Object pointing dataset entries
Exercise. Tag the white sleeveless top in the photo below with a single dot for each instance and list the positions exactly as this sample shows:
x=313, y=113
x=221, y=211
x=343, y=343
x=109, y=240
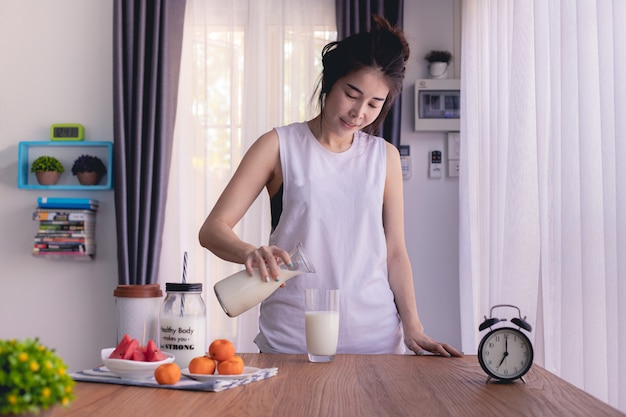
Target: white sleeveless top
x=332, y=203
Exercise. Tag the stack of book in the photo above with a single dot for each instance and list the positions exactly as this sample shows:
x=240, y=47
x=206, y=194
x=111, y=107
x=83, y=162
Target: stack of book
x=67, y=228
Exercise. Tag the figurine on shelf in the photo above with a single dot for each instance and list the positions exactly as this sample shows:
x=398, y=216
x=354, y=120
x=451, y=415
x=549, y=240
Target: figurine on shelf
x=88, y=169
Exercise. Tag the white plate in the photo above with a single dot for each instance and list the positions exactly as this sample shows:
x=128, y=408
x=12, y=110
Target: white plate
x=128, y=369
x=247, y=371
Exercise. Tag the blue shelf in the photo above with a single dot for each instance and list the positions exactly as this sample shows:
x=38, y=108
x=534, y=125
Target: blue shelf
x=66, y=153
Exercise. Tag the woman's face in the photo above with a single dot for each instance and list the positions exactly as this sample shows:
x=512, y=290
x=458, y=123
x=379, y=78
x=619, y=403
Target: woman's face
x=355, y=101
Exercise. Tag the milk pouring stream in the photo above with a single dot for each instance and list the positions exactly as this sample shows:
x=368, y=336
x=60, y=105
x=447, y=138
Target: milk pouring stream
x=240, y=292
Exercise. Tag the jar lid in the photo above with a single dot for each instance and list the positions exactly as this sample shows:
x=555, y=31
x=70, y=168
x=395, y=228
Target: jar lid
x=180, y=287
x=138, y=291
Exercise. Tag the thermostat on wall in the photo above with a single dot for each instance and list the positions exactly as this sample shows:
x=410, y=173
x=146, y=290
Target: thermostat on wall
x=67, y=131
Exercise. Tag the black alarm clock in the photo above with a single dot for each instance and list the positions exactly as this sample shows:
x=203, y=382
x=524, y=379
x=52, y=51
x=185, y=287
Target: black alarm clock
x=505, y=353
x=67, y=131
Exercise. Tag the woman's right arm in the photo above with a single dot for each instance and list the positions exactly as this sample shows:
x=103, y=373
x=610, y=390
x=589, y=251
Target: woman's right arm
x=256, y=170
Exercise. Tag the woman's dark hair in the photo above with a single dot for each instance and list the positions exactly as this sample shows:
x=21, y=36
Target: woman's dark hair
x=384, y=48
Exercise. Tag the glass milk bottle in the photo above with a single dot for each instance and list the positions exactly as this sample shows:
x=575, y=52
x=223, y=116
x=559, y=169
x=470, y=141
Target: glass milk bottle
x=183, y=322
x=240, y=292
x=137, y=311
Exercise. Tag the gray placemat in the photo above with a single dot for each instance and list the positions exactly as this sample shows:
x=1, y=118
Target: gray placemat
x=103, y=375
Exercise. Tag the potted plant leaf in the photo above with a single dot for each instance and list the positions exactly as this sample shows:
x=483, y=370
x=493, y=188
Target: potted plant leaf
x=438, y=62
x=33, y=378
x=88, y=169
x=47, y=169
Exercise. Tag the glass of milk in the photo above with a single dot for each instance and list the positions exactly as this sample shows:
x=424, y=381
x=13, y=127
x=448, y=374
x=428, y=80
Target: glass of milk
x=321, y=314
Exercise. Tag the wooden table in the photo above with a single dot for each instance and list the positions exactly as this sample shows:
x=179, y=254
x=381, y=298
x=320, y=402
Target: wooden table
x=352, y=385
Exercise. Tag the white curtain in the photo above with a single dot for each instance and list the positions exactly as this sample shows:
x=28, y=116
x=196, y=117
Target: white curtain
x=247, y=67
x=543, y=181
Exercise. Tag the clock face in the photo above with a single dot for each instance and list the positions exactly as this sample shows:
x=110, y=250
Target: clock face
x=505, y=354
x=67, y=131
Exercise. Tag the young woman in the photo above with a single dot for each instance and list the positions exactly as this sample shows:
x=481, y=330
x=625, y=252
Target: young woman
x=338, y=189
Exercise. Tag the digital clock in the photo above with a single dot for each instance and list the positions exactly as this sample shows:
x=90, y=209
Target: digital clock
x=67, y=131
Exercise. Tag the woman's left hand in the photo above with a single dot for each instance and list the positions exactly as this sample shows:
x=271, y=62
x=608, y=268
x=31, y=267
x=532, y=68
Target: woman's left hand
x=420, y=343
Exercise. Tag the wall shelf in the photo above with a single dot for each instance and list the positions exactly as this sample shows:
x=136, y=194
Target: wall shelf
x=66, y=153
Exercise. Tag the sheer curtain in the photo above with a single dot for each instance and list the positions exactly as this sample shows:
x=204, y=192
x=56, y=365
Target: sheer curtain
x=543, y=182
x=247, y=67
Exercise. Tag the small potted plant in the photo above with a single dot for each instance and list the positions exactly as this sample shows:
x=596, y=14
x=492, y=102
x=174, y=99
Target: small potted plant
x=47, y=169
x=88, y=169
x=438, y=62
x=33, y=378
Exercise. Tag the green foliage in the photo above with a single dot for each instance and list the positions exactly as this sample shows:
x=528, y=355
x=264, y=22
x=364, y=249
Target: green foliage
x=32, y=377
x=438, y=56
x=88, y=163
x=47, y=163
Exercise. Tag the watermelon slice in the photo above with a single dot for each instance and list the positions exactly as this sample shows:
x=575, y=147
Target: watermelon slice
x=138, y=355
x=153, y=353
x=130, y=350
x=121, y=348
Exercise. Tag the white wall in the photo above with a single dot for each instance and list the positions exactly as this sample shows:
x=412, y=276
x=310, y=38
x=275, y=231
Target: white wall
x=57, y=68
x=431, y=205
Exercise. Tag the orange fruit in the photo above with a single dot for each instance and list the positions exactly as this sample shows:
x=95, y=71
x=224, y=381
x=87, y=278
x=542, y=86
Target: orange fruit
x=233, y=366
x=167, y=374
x=202, y=365
x=221, y=350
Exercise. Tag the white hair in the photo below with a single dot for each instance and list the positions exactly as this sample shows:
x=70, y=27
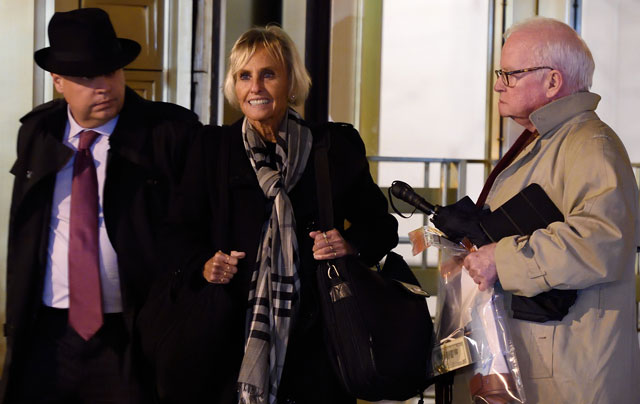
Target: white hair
x=562, y=48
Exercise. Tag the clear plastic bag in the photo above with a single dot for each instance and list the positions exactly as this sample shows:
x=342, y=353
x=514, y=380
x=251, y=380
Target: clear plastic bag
x=471, y=326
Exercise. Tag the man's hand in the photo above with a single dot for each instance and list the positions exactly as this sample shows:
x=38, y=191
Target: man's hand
x=481, y=265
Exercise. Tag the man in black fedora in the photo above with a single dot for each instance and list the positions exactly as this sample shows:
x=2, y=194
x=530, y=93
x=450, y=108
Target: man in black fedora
x=92, y=179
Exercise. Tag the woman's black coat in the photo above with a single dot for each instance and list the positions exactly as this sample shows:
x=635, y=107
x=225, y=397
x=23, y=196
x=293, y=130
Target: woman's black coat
x=221, y=207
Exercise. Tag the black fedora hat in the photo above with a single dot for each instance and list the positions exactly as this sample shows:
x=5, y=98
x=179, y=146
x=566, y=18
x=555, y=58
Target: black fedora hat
x=84, y=43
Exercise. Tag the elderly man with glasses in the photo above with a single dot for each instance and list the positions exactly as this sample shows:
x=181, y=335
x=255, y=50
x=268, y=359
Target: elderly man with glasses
x=591, y=354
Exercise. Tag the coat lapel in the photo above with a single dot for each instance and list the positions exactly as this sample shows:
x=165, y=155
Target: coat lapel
x=45, y=155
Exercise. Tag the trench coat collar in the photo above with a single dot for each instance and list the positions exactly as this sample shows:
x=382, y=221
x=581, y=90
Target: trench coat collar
x=546, y=118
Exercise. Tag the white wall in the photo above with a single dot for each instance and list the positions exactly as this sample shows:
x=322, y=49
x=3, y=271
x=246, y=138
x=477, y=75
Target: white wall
x=16, y=82
x=611, y=29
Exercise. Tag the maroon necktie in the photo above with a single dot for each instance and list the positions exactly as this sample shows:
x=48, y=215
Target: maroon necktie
x=85, y=296
x=521, y=142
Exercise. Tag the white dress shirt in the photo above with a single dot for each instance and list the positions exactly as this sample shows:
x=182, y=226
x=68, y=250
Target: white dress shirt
x=56, y=283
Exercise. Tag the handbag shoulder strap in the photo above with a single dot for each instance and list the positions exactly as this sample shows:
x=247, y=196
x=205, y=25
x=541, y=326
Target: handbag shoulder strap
x=323, y=180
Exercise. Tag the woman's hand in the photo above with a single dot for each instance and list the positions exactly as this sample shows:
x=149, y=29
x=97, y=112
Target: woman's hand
x=330, y=245
x=222, y=267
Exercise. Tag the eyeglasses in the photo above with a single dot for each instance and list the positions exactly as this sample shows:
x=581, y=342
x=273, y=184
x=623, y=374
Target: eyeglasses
x=510, y=82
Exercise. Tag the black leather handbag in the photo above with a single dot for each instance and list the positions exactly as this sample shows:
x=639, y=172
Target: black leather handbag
x=377, y=325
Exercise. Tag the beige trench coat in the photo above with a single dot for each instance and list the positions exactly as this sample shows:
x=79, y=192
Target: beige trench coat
x=592, y=355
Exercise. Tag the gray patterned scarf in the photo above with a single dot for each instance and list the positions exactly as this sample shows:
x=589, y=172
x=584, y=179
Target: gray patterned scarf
x=275, y=283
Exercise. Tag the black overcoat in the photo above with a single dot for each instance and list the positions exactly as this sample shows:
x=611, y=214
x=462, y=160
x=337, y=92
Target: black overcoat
x=146, y=155
x=218, y=208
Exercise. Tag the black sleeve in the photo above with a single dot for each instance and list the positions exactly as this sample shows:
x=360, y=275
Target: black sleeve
x=189, y=222
x=371, y=229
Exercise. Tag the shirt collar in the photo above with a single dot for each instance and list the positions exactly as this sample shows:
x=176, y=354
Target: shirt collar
x=556, y=112
x=75, y=128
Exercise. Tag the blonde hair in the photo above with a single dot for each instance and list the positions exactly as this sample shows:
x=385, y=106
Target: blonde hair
x=281, y=48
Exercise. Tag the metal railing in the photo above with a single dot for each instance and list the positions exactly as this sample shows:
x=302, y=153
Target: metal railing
x=454, y=172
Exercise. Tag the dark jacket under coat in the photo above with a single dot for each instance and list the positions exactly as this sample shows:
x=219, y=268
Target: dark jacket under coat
x=198, y=359
x=146, y=156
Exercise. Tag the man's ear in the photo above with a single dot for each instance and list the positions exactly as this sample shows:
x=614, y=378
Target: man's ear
x=58, y=82
x=554, y=83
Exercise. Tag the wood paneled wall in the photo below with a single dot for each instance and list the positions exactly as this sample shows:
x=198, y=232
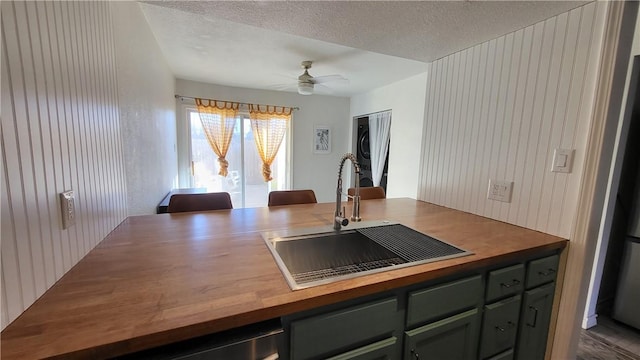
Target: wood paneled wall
x=60, y=131
x=499, y=109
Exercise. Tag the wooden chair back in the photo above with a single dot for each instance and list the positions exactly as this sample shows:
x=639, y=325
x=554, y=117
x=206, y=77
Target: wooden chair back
x=367, y=193
x=292, y=197
x=199, y=202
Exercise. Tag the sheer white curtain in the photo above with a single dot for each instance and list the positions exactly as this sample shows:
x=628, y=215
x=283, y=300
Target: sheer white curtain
x=379, y=128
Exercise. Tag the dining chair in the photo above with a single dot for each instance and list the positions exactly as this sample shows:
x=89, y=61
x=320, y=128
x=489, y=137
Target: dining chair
x=368, y=193
x=292, y=197
x=199, y=202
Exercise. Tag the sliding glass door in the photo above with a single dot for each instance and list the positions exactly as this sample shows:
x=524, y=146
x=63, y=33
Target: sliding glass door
x=244, y=182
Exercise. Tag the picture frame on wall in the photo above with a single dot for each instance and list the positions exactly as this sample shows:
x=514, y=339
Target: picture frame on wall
x=321, y=139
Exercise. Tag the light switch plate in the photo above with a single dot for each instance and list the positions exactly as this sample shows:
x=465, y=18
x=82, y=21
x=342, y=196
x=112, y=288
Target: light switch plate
x=562, y=160
x=68, y=209
x=500, y=190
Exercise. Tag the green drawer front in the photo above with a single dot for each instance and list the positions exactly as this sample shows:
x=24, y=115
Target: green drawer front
x=542, y=271
x=500, y=326
x=442, y=300
x=505, y=282
x=507, y=355
x=336, y=330
x=381, y=350
x=452, y=338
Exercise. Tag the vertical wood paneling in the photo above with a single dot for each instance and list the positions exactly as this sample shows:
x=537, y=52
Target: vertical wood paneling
x=60, y=131
x=499, y=109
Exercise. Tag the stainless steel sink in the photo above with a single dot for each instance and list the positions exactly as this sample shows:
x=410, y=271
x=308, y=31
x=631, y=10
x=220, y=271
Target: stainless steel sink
x=314, y=256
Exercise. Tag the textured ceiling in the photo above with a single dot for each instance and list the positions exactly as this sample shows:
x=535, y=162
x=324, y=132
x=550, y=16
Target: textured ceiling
x=372, y=43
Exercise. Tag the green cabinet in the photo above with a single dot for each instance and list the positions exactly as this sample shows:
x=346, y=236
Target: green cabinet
x=455, y=337
x=497, y=313
x=537, y=304
x=381, y=350
x=317, y=336
x=534, y=325
x=499, y=326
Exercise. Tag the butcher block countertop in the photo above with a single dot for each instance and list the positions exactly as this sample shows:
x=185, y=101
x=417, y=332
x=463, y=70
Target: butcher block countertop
x=162, y=278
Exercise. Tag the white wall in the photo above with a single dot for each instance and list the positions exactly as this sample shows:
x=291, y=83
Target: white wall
x=147, y=110
x=405, y=99
x=499, y=109
x=590, y=315
x=60, y=131
x=310, y=171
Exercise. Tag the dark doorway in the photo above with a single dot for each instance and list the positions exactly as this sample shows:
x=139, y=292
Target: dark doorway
x=363, y=153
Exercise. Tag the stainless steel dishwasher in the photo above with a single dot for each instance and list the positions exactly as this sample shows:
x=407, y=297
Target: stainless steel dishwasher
x=252, y=342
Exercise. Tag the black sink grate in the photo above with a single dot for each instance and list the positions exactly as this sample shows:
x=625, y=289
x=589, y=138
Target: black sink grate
x=409, y=244
x=317, y=275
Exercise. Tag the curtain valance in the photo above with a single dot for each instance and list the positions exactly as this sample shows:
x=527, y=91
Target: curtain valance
x=269, y=125
x=218, y=120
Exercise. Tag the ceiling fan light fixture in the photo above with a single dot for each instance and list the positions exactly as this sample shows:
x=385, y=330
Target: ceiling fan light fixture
x=305, y=88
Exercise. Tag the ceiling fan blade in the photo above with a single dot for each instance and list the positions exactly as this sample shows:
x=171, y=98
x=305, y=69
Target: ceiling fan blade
x=338, y=79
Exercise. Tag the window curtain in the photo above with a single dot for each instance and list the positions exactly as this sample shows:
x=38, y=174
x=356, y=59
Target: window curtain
x=269, y=125
x=379, y=128
x=218, y=120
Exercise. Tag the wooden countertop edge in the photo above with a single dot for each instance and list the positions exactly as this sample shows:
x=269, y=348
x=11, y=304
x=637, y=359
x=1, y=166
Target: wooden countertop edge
x=270, y=312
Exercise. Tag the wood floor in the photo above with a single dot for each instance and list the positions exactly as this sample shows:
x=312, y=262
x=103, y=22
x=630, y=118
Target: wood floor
x=609, y=340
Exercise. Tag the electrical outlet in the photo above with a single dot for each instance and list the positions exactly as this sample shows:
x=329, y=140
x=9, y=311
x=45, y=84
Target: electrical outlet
x=562, y=160
x=68, y=208
x=500, y=190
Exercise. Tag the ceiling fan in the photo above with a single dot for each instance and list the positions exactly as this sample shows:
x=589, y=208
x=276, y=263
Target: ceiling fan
x=306, y=82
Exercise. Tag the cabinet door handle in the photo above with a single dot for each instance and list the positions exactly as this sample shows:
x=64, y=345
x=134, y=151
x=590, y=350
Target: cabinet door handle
x=547, y=273
x=535, y=316
x=514, y=282
x=503, y=329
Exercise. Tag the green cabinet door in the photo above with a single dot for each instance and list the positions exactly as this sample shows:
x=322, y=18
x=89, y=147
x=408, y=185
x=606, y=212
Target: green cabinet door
x=453, y=338
x=534, y=322
x=381, y=350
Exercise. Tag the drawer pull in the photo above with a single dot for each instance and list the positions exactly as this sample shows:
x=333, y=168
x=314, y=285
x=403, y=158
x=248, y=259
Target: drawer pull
x=547, y=273
x=535, y=316
x=514, y=282
x=503, y=329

THE EXERCISE: Can you copy, unchanged, the lines of the listing above from the line with "Exercise. Tag the shirt" to the line with "x=281, y=48", including both of those lines?

RESPONSE TO THIS TASK:
Exercise. Tag the shirt collar in the photo above with a single dot for each instance and list the positions exactly as this sample shows:
x=176, y=354
Target: shirt collar
x=556, y=112
x=75, y=128
Exercise. Tag the blonde hair in the photo above with a single dot for each instance and list the positions exactly as this sample shows:
x=385, y=106
Target: blonde hair
x=281, y=48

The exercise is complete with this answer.